=== Work order ===
Please could you give again the lines from the one holding "Where can you spot the woman's" through the final line of the data below, exactly, with no other lines?

=== Supplied records ===
....

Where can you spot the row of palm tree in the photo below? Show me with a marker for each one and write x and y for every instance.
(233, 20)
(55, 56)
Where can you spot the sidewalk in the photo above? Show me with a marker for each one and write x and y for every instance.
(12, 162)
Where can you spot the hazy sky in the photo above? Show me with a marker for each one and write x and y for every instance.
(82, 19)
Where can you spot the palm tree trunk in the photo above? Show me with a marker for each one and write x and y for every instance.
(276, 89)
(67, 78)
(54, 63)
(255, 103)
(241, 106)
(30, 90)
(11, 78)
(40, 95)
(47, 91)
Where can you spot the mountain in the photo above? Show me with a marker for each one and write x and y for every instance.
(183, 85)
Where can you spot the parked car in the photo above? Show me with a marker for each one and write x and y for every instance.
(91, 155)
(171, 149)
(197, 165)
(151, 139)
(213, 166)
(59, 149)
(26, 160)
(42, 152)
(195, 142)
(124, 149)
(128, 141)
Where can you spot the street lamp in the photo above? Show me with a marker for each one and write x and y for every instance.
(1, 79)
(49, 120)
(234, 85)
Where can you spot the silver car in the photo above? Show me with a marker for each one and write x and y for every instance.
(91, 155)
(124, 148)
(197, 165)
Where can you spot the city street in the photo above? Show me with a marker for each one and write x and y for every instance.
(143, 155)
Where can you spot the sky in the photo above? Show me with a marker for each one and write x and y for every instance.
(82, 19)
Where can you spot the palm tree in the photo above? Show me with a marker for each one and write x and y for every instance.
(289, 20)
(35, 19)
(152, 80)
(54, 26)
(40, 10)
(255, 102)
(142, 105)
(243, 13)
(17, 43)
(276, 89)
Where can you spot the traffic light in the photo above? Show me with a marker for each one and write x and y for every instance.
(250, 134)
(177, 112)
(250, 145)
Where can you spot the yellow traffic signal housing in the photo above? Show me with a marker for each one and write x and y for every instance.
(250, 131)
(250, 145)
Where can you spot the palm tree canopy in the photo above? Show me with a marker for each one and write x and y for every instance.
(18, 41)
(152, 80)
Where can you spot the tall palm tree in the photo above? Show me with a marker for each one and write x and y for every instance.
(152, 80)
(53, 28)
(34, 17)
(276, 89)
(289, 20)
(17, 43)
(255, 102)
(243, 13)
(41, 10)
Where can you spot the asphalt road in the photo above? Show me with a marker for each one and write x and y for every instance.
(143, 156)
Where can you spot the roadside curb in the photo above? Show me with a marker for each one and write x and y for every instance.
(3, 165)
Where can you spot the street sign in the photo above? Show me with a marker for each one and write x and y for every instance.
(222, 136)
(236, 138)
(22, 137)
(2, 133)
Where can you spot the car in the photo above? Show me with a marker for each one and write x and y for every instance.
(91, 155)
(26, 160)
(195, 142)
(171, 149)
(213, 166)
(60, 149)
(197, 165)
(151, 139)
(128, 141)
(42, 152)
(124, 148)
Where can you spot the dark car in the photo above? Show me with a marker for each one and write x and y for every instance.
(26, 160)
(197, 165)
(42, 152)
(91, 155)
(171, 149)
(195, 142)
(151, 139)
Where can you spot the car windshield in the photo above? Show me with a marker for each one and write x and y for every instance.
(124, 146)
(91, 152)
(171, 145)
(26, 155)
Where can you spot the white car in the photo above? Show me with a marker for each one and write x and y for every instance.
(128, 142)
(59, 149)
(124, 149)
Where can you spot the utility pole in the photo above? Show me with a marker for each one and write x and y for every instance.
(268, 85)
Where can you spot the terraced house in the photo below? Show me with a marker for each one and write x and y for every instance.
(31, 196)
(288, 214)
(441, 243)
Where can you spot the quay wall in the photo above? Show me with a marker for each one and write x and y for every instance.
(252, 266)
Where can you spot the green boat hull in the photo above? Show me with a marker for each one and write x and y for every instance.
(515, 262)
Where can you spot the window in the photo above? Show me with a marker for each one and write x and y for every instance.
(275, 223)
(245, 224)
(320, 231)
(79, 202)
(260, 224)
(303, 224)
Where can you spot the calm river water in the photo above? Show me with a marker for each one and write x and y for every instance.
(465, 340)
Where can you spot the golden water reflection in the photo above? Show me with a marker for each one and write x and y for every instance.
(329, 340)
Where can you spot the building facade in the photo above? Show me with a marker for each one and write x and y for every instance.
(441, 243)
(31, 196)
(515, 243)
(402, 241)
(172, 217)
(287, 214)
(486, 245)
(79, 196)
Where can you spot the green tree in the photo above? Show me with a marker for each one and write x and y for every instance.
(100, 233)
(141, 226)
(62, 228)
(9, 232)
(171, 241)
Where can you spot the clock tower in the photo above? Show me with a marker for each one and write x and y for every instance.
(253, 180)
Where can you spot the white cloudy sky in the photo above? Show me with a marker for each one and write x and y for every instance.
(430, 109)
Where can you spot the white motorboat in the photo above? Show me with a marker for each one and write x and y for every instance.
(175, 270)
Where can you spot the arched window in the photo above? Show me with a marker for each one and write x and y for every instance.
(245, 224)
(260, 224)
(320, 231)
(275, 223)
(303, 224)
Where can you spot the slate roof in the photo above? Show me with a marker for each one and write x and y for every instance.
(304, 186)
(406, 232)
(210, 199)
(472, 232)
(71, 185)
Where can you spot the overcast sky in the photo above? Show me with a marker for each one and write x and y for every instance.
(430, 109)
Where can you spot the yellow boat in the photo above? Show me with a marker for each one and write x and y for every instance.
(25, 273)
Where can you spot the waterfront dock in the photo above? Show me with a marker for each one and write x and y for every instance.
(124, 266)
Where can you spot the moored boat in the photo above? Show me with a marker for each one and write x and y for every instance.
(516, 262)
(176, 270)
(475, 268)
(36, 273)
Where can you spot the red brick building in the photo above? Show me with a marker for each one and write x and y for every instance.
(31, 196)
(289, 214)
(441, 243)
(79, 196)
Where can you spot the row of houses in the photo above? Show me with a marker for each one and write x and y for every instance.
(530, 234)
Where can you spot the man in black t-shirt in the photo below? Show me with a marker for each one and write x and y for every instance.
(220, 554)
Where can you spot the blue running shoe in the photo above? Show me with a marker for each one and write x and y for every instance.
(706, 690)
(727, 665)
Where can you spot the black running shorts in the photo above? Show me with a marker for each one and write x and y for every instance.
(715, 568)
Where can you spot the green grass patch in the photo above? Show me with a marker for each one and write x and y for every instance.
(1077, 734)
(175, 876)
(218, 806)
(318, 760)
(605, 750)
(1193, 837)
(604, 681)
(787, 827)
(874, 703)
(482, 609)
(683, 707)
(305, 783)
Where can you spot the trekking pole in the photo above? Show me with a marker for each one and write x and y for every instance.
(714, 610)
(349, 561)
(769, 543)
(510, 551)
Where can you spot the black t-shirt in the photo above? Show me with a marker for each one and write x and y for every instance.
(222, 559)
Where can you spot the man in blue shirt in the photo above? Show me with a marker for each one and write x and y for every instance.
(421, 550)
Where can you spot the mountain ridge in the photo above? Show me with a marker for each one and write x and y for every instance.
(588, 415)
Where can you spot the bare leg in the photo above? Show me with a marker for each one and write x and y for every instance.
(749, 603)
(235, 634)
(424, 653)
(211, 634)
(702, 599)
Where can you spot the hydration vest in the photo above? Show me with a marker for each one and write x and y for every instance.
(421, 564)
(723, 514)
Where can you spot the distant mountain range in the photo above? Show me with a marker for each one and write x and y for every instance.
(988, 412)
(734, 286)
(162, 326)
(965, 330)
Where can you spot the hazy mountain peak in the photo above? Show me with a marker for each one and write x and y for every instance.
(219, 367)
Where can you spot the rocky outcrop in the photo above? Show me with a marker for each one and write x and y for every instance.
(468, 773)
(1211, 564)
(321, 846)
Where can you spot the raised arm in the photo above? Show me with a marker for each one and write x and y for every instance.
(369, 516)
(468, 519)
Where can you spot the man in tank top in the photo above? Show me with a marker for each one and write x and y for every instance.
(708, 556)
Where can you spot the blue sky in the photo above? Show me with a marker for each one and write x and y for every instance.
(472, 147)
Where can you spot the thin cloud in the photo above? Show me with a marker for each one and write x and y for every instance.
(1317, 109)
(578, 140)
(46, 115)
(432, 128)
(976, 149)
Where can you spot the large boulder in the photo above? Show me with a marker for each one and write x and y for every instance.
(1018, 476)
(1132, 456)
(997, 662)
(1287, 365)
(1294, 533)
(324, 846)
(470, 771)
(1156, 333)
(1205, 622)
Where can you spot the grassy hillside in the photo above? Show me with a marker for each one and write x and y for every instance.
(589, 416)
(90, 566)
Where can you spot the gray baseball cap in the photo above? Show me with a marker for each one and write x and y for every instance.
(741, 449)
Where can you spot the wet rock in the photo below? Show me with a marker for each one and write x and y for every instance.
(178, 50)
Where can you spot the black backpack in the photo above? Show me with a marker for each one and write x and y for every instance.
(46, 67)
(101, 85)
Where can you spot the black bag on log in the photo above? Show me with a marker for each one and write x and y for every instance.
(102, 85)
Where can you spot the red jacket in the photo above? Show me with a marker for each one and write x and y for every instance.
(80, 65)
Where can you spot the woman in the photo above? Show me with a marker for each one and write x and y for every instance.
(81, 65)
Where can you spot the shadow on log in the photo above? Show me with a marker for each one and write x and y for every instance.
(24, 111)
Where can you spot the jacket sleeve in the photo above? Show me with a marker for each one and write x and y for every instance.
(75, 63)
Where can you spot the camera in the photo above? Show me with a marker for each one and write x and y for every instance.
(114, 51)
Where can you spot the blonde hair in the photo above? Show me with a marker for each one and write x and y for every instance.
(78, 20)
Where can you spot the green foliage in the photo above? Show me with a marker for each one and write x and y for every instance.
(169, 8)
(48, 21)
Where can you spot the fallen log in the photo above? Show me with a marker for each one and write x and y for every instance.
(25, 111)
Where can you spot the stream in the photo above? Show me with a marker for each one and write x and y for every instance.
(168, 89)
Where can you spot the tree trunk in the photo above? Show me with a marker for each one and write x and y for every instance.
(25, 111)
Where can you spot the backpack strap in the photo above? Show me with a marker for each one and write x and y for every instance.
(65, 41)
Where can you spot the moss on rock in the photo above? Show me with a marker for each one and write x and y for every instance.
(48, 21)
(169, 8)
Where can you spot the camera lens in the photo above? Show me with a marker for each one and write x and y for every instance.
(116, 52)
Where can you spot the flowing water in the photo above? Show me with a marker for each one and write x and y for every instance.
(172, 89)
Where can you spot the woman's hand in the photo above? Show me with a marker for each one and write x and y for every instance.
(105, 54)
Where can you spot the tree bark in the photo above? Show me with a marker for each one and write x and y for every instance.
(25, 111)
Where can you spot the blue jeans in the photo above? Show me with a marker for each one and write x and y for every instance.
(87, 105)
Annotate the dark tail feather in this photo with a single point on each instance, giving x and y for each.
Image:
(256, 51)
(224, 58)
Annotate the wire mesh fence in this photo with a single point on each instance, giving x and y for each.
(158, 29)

....

=== Reply to the exercise ===
Where can you spot the woman's hand in the photo above? Show me with a marker for each one and write x and y for every instance.
(105, 54)
Where can you spot the tree bark in the photo above? Show me with a marker for each one and write x and y for every instance.
(25, 111)
Where can you spot the blue jeans in the photo above? Show me with a marker for each one and write x and y for every instance.
(87, 105)
Annotate the dark tail feather in this photo with a single point on each instance, giving x and y for each.
Image:
(256, 51)
(224, 58)
Annotate the wire mesh fence in this photo with a single point on each instance, giving x and y for each.
(158, 29)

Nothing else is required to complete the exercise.